**What this task involves**: Extract, without alteration, the lines of the entries below, beginning with the line that contains "Target: metal gable roof" and continuing through the final line of the entries, both ends included.

**Point-based annotation data**:
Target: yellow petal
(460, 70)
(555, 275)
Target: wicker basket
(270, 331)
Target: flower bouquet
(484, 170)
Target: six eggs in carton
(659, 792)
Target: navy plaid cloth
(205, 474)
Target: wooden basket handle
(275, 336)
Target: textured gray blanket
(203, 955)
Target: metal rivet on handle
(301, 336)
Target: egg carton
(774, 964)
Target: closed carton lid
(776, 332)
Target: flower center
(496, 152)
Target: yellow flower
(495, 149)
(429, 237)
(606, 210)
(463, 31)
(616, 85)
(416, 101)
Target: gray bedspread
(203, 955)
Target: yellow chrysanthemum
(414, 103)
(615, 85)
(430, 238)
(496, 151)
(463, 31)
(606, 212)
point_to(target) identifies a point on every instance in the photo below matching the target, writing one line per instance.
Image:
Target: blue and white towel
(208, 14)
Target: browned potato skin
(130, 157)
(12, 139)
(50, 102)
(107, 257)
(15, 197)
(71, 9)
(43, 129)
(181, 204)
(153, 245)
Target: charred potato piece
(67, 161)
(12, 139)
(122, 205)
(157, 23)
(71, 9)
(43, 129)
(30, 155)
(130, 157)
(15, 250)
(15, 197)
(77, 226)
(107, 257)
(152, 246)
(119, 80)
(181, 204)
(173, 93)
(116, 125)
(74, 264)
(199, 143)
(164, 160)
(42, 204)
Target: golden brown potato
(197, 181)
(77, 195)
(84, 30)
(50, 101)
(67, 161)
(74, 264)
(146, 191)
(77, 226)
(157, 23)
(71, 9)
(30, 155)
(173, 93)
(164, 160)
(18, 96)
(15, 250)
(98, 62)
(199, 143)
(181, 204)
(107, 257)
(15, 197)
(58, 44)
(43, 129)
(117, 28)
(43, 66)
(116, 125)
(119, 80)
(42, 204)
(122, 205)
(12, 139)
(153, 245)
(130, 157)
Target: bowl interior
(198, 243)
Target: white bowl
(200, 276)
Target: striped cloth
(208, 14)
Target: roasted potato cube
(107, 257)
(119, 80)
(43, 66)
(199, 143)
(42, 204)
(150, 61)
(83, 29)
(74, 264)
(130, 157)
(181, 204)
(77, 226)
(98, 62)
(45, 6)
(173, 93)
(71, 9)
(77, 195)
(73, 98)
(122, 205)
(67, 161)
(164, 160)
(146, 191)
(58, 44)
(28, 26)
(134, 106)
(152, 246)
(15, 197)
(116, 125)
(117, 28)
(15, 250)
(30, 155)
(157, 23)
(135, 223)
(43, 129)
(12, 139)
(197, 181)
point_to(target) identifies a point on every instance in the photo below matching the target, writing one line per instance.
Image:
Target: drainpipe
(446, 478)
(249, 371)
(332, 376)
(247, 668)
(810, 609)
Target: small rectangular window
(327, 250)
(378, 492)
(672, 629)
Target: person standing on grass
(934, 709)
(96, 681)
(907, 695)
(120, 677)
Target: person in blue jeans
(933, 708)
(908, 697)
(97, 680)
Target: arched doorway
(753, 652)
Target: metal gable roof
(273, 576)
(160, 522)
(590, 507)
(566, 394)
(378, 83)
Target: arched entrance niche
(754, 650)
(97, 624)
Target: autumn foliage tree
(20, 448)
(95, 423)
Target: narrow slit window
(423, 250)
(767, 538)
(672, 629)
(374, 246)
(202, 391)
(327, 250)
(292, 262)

**Task response**:
Target: metal gable roof
(273, 576)
(160, 522)
(590, 507)
(566, 394)
(378, 83)
Target: arched entrance niche
(754, 650)
(97, 624)
Target: autumn foliage tree
(20, 448)
(95, 423)
Target: narrow slit window
(423, 250)
(767, 538)
(672, 629)
(374, 246)
(202, 391)
(327, 250)
(292, 262)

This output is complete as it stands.